= Records for the exercise =

════════════════════

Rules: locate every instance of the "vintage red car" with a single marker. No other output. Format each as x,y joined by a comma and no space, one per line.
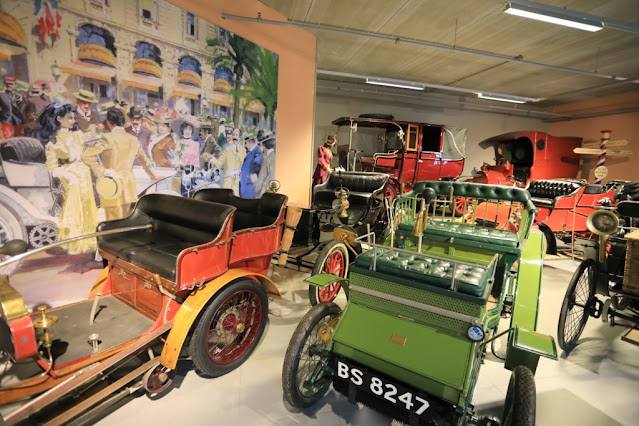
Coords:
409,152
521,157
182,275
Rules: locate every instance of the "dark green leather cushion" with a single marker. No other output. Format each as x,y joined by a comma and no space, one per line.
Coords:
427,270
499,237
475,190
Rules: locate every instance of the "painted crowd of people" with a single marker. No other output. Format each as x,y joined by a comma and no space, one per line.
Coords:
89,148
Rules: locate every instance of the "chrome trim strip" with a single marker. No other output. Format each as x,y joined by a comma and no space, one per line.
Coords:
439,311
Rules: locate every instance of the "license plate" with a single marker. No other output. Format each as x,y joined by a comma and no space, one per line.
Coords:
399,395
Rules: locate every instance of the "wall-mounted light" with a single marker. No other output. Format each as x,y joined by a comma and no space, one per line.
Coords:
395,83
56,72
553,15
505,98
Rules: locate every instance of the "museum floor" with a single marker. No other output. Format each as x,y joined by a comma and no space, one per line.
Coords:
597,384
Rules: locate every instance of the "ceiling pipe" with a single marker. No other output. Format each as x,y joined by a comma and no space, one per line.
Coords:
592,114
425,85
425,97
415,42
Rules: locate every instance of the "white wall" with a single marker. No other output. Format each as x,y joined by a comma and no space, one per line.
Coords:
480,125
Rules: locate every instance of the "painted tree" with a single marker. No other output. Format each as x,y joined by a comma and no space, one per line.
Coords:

════════════════════

= Set problem =
Transcribe every entry word for word, but skip the pictures.

= Answer to this exercise =
Rules: locate every instance of the "vintage red car" with a single marker. No other output. Format each as x,y joined by a comma and no space, one per line.
Coords:
409,152
521,157
182,275
Rules: locate every instance of the "dark green leather cushion" with a single marker. No other output. Format each as x,y joined by a comma and no space, one per line.
Coords:
427,270
499,237
475,190
Rules: locate every instance of the "painted crowd of people" with a single marker. No other output. Format each as x,y joined by a comma and no space, one per line.
Coords:
89,148
Rules: locate every instance of the "chrome trim strip" with a single marker. No other output. Format each as x,y joined by a comma and no space, one per line.
Coords:
439,311
Rules: locate every instance of the "license plate" with a single marker. No other output. Format each as x,y joined by a comma and no space, one per line.
Coords:
399,395
Rules: locate every instance of the "wall-mounted light" with a single marker. No other output. Format each as x,y joined by a comma and no space, one per line.
Coords:
395,83
56,72
553,15
505,98
Rules: locate every instance of the "museum floor" with a single marker. No other output. Format each as x,y joined by a comma and no space, one per line.
Coords:
597,384
Rules: locate every instance of the "ceiling pipe" with a single marker. No other output. Format each as x,y joined by a comma and no space, one per line.
Coords:
592,114
425,85
425,97
415,42
Rules: locate every instance of the "white wall" with a single marker. No other output. Format each as x,y joined by a comma and no space, one per line.
Coords:
480,125
Rules: locate every instance of the "painted tree" with a single marker. No other output. Format each as x,y joined by a comma and no space, one per line.
Coords:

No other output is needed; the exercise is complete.